> _THE PROBLEM_
It is required that all of the data be written out exactly.
===== THE INPUT =====
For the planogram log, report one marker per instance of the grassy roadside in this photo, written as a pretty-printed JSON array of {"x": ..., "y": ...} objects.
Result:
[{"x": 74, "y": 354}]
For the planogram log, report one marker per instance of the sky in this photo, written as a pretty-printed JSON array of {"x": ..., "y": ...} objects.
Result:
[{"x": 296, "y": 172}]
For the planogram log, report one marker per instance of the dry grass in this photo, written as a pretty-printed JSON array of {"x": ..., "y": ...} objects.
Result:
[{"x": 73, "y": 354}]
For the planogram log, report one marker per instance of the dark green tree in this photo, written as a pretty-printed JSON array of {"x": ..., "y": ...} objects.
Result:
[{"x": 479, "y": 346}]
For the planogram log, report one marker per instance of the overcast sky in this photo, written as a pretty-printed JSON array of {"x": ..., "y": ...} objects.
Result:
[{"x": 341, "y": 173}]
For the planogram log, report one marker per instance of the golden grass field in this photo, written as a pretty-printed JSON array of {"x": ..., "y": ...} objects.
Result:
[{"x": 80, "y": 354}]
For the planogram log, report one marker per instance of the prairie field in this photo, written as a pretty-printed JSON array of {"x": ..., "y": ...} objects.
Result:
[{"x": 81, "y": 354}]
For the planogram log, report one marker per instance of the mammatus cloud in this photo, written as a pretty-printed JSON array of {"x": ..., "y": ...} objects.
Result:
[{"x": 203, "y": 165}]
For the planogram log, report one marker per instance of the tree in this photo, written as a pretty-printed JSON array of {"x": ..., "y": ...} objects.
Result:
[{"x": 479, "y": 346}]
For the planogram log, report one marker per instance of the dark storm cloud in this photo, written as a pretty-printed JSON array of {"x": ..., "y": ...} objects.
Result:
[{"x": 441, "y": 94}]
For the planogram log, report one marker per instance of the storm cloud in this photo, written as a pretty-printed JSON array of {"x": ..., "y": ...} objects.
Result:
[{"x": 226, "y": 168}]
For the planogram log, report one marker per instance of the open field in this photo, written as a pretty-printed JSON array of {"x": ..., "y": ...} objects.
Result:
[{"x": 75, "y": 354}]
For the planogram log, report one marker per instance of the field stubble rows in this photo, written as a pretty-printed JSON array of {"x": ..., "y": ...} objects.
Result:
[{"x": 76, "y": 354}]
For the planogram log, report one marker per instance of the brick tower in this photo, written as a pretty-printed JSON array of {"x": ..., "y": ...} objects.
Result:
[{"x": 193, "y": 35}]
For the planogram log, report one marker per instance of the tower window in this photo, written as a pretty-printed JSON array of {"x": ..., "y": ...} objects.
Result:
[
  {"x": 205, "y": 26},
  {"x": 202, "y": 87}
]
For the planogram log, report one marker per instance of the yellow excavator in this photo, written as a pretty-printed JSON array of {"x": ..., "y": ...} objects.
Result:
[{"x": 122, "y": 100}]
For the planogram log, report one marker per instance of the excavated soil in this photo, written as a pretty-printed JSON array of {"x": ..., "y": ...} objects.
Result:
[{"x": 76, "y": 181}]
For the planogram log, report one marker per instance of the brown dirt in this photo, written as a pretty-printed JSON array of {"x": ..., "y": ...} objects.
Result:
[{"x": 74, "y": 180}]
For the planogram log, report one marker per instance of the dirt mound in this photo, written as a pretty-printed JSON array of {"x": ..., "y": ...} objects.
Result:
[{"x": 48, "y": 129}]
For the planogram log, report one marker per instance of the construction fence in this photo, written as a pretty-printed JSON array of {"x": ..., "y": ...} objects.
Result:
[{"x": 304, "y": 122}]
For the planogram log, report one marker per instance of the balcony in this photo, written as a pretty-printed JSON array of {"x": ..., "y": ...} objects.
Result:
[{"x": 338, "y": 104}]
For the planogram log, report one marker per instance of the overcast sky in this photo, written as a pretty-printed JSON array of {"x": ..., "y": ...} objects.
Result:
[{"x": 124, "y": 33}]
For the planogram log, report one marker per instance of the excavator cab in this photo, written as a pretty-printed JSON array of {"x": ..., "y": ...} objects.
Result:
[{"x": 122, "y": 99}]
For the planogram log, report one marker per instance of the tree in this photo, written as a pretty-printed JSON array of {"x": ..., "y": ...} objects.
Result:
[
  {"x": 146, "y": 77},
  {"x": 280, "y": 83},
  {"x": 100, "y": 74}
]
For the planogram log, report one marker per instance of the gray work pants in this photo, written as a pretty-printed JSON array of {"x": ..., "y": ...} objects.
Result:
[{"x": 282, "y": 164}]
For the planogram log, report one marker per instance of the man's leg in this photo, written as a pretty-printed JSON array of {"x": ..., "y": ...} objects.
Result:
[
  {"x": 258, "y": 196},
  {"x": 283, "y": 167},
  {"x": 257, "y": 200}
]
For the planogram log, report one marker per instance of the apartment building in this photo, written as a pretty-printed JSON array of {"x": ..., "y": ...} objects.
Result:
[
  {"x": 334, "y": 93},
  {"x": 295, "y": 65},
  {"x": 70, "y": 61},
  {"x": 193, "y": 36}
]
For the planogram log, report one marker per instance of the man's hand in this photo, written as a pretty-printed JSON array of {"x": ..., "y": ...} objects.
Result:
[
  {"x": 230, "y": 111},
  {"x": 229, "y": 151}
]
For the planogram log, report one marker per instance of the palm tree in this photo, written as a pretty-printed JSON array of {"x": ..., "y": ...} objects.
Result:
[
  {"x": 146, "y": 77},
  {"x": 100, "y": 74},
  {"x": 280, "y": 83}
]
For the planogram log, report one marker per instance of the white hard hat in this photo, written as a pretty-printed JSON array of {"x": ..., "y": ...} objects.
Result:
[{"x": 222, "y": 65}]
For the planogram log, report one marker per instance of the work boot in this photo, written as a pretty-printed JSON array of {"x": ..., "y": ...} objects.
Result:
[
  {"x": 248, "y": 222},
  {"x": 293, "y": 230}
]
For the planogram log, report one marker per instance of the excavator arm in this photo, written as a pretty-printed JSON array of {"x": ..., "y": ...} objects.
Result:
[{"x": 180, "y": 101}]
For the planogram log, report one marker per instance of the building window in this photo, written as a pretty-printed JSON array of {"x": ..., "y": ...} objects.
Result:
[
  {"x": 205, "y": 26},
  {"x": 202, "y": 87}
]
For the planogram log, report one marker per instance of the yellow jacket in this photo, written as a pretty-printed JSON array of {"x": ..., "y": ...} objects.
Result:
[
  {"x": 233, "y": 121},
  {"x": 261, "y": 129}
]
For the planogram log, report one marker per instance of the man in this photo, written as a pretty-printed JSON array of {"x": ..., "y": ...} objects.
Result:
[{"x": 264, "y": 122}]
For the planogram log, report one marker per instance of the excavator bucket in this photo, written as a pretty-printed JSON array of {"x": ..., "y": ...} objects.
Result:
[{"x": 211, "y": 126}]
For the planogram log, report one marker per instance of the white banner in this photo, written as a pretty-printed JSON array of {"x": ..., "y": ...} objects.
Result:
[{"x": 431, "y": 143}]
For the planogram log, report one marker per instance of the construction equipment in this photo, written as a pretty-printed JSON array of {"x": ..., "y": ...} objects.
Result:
=====
> _SOLUTION BELOW_
For the planogram log, report one marker per instance of the grassy roadside in this photo, written as a pretty-printed JSON array of {"x": ..., "y": ...} objects.
Result:
[{"x": 74, "y": 354}]
For the planogram log, report one marker per instance of the sky in this photo, written as a pretty-printed JSON array of {"x": ..., "y": ...} objects.
Result:
[{"x": 296, "y": 172}]
For the planogram log, report one marker per instance of the dry grass in this photo, written as a pretty-printed JSON array of {"x": ..., "y": ...} objects.
Result:
[{"x": 73, "y": 354}]
For the planogram log, report one marker per instance of the dark green tree in this photo, written as a pretty-printed JSON array of {"x": ..., "y": ...} objects.
Result:
[{"x": 479, "y": 346}]
For the planogram log, report one marker per instance of the overcast sky in this photo, written as a pretty-printed JSON array of {"x": ..., "y": ...} objects.
Result:
[{"x": 341, "y": 173}]
For the planogram log, report one marker per instance of the golden grass field in this photo, written as a pretty-printed JSON array of {"x": ..., "y": ...} objects.
Result:
[{"x": 80, "y": 354}]
For the planogram log, report one marker per instance of the prairie field in this photo, written as a pretty-printed JSON array of {"x": ..., "y": ...} objects.
Result:
[{"x": 81, "y": 354}]
For the planogram log, report one marker per instance of the mammatus cloud in this photo, written as a pretty-printed JSON array of {"x": ..., "y": ...} objects.
Result:
[{"x": 203, "y": 165}]
For the planogram log, report one marker per instance of the tree in this photo, written as a pretty-printed JSON array of {"x": ..., "y": ...} objects.
Result:
[{"x": 479, "y": 346}]
For the planogram log, report one marker per instance of the dark storm cloud in this photo, written as a pretty-printed JSON array of {"x": ..., "y": ...} objects.
Result:
[{"x": 441, "y": 94}]
For the planogram log, report one marker per instance of the storm cloud in this photo, written as a pretty-printed JSON array of {"x": ..., "y": ...} objects.
Result:
[{"x": 226, "y": 168}]
For the planogram log, report one marker per instance of the open field in this photo, written as a pretty-printed JSON array of {"x": ..., "y": ...} objects.
Result:
[{"x": 75, "y": 354}]
For the planogram log, report one marker per instance of the field stubble rows in this photo, written as a pretty-printed JSON array of {"x": ..., "y": ...} objects.
Result:
[{"x": 76, "y": 354}]
For the planogram log, report one marker per instance of the brick tower in this photo, written as a pretty-printed JSON array of {"x": ..., "y": ...} objects.
Result:
[{"x": 193, "y": 35}]
For the planogram log, report one marker per instance of the tower window in this photo, written as a pretty-printed JSON array of {"x": ..., "y": ...} objects.
Result:
[
  {"x": 205, "y": 26},
  {"x": 202, "y": 87}
]
For the planogram log, report one marker per instance of the yellow excavator in this photo, written as a pretty-printed JSON array of {"x": ..., "y": ...} objects.
Result:
[{"x": 122, "y": 100}]
For the planogram log, report one marker per instance of the excavated soil in this photo, written as a pretty-printed JSON array of {"x": ..., "y": ...} objects.
Result:
[{"x": 76, "y": 181}]
For the planogram log, report one marker per instance of the brown dirt in this photo, written as a pretty-printed JSON array of {"x": ..., "y": ...} objects.
Result:
[{"x": 74, "y": 180}]
For the planogram log, report one marker per instance of the dirt mound in this photo, written as a pretty-printed JSON array of {"x": ..., "y": ...} objects.
Result:
[{"x": 48, "y": 129}]
For the planogram log, report one marker per instance of the construction fence in this photo, written as a pretty-printed JSON array of {"x": ..., "y": ...} objects.
Result:
[{"x": 304, "y": 122}]
For the planogram log, report one marker per instance of the balcony in this photo, written as a pretty-printed JSON array of {"x": ..., "y": ...} objects.
Result:
[{"x": 338, "y": 104}]
For the planogram log, report one marker per instance of the overcast sky in this photo, written as a pretty-printed JSON array of {"x": ..., "y": ...} objects.
Result:
[{"x": 124, "y": 33}]
For the planogram log, report one marker per instance of the excavator cab in this photo, written as a pretty-printed JSON array of {"x": ..., "y": ...} objects.
Result:
[{"x": 122, "y": 99}]
For the planogram log, report one marker per instance of the tree in this photo, written as a pretty-printed JSON array of {"x": ..., "y": ...} objects.
Result:
[
  {"x": 146, "y": 77},
  {"x": 280, "y": 83},
  {"x": 100, "y": 74}
]
For the planogram log, report one marker per instance of the gray work pants in this photo, written as a pretty-printed JSON array of {"x": ..., "y": ...} objects.
Result:
[{"x": 282, "y": 164}]
For the planogram log, report one marker per instance of the man's leg in this photo, written as a pretty-printed JSON array of {"x": ..., "y": ...} objects.
Result:
[
  {"x": 258, "y": 196},
  {"x": 283, "y": 167},
  {"x": 257, "y": 200}
]
For the planogram log, report one marker per instance of the apartment building in this photo, written as a pretty-printed JSON array of {"x": ..., "y": ...} objects.
Result:
[
  {"x": 334, "y": 93},
  {"x": 295, "y": 65},
  {"x": 70, "y": 61},
  {"x": 193, "y": 36}
]
For the planogram log, report one marker per instance of the man's hand in this photo, written as a pretty-printed JSON array of {"x": ..., "y": ...} objects.
Result:
[
  {"x": 230, "y": 111},
  {"x": 229, "y": 151}
]
For the planogram log, report one marker per instance of the palm tree in this photo, written as a pretty-printed JSON array of {"x": ..., "y": ...} objects.
Result:
[
  {"x": 146, "y": 77},
  {"x": 100, "y": 74},
  {"x": 280, "y": 83}
]
For the planogram log, report one marker per instance of the white hard hat in this photo, written as a pretty-printed JSON array of {"x": ..., "y": ...} objects.
Result:
[{"x": 222, "y": 65}]
For the planogram log, report one marker per instance of the work boot in this photo, written as a pretty-printed JSON array of {"x": ..., "y": ...} objects.
Result:
[
  {"x": 248, "y": 222},
  {"x": 293, "y": 230}
]
For the planogram log, report one marker per instance of the excavator arm in this photo, written as a pretty-printed JSON array of {"x": ..., "y": ...} objects.
Result:
[{"x": 180, "y": 101}]
For the planogram log, report one marker per instance of the building window in this photo, written as a pretty-printed JSON array of {"x": ..., "y": ...} objects.
Result:
[
  {"x": 205, "y": 26},
  {"x": 202, "y": 87}
]
For the planogram log, report one marker per instance of the yellow jacket in this photo, written as a pretty-printed JSON array of {"x": ..., "y": ...} objects.
Result:
[
  {"x": 233, "y": 121},
  {"x": 261, "y": 129}
]
For the planogram log, report one marker per instance of the man in this photo, written as a pretty-printed JSON array of {"x": ..., "y": ...} objects.
Result:
[{"x": 264, "y": 122}]
For the planogram log, report one marker per instance of the excavator bucket in this photo, written as a pretty-printed JSON array of {"x": ..., "y": ...} objects.
Result:
[{"x": 211, "y": 126}]
For the planogram log, report one marker per instance of the white banner in this photo, written as a pretty-printed JSON array of {"x": ..., "y": ...} objects.
Result:
[{"x": 431, "y": 143}]
For the planogram log, report one marker per instance of the construction equipment in this photo, written as a pretty-printed JSON array of {"x": ..., "y": ...} objects.
Result:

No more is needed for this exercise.